■ WHAT TO WORK ON: Reproduce word for word the lines from the one containing "Expected: one point per instance of the beige" through the last line of the rows below.

■ DATASET EXCERPTS:

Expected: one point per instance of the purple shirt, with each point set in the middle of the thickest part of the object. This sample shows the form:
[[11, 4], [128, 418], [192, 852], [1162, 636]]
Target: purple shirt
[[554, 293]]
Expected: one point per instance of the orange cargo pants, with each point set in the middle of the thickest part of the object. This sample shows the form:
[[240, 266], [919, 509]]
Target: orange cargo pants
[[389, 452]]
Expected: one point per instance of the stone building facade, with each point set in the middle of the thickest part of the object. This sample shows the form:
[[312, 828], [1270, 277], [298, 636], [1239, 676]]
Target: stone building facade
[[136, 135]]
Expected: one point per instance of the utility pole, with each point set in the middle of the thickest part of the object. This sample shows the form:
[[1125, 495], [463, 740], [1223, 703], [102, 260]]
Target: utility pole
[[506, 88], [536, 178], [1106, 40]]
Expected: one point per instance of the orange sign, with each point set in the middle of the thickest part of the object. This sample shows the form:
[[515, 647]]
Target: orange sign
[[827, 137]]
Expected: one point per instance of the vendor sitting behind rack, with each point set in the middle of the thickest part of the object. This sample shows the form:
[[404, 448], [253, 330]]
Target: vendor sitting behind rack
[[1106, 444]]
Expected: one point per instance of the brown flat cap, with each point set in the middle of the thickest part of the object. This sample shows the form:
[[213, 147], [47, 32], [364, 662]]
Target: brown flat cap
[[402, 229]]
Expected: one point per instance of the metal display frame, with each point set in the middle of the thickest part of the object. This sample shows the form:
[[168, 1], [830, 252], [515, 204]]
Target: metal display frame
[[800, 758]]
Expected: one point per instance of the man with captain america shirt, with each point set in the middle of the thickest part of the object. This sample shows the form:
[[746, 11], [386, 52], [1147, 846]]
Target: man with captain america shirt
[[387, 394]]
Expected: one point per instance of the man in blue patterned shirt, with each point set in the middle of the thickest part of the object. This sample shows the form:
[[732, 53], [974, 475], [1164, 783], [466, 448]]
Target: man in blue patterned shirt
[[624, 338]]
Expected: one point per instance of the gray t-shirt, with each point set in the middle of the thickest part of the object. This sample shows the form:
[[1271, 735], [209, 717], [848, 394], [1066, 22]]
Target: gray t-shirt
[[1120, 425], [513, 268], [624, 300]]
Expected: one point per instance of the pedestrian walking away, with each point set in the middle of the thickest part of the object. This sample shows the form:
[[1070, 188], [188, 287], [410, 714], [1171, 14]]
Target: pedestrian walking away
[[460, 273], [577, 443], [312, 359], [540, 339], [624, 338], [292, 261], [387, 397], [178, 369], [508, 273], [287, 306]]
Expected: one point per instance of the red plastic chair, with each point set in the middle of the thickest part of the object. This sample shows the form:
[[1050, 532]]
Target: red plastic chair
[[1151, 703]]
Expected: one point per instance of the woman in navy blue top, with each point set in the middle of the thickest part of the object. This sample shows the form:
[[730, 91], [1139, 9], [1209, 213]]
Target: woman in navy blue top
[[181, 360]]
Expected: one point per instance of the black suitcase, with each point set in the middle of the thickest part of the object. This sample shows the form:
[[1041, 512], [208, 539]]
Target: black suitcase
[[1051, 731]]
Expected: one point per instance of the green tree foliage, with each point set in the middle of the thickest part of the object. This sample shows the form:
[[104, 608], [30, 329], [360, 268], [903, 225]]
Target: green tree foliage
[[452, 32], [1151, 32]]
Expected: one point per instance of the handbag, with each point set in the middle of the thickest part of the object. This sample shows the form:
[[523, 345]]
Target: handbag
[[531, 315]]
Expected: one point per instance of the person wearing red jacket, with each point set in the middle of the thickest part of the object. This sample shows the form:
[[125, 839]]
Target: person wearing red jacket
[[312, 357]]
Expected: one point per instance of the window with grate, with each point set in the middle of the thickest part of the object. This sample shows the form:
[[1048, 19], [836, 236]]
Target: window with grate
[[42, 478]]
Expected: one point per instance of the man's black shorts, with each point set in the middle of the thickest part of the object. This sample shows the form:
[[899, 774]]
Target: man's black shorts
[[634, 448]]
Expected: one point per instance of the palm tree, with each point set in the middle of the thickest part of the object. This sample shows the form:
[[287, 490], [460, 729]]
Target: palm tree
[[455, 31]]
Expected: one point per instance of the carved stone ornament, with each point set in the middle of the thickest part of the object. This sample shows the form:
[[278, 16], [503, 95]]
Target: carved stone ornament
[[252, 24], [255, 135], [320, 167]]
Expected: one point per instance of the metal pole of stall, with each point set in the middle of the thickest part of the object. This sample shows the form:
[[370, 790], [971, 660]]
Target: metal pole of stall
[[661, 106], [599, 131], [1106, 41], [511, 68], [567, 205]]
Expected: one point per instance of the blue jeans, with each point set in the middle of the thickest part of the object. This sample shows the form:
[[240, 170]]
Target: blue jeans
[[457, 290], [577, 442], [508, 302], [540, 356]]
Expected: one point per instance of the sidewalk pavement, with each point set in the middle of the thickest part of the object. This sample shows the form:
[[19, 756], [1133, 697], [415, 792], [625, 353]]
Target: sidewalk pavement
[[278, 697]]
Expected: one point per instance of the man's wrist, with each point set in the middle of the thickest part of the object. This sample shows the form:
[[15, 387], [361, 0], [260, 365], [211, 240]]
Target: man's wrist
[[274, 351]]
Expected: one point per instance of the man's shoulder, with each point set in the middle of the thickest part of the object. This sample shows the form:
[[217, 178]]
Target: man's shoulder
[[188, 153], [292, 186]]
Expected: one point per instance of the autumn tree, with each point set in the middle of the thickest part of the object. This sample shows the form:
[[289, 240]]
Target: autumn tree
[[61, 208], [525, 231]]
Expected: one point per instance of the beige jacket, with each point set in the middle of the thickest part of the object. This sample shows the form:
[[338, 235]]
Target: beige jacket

■ CORRECT ANSWER:
Expected: one point per instance of the beige jacket, with each point set in the middle of the thickest part of the object. This sample shows the form:
[[338, 235]]
Target: beige jacket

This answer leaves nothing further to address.